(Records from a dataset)
──────

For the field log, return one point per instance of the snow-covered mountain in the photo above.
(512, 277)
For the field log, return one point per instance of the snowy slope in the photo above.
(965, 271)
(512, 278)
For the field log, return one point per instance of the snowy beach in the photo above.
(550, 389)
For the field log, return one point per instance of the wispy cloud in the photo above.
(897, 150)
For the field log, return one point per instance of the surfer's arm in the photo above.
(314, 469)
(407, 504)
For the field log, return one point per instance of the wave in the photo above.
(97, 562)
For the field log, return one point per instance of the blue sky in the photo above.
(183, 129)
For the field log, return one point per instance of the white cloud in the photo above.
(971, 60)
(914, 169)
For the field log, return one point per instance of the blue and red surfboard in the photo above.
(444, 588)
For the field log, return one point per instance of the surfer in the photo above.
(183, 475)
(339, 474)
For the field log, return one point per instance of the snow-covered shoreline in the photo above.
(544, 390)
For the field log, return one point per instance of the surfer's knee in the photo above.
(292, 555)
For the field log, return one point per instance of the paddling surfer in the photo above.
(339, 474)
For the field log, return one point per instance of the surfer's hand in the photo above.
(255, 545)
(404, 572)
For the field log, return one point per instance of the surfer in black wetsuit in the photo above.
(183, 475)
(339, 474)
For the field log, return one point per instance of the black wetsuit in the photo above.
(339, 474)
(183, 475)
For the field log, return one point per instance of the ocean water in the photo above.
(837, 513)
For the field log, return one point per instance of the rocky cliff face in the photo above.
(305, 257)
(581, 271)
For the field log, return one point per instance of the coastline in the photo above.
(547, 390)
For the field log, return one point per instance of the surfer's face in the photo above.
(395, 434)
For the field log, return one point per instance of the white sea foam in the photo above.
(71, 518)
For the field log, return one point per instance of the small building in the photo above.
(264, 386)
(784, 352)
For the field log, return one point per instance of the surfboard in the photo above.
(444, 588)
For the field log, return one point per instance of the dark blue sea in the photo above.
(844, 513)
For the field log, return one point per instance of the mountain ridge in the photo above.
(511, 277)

──────

Print the entries above word for word, beginning at the line that contains "cliff face in the photo above." and stopping after the last line of the entries.

■ THE RESPONSE:
For the field log, return one point per instance of the rocky cliff face in the photo above.
(305, 257)
(581, 271)
For the field log, return one point per instance of the coastline in the photo above.
(547, 390)
For the field log, return one point per instance of the surfer's face in the photo above.
(395, 434)
For the field log, return one point per instance of the white sea foam in the photo above.
(71, 518)
For the field log, return one point per instance of the small building in the photo above.
(264, 386)
(784, 352)
For the field log, return one point per instance of the surfboard in the photo above.
(444, 588)
For the field log, return one point per instance of the dark blue sea in the photo above.
(844, 513)
For the field log, return one point per instance of the mountain ridge in the photo above.
(511, 277)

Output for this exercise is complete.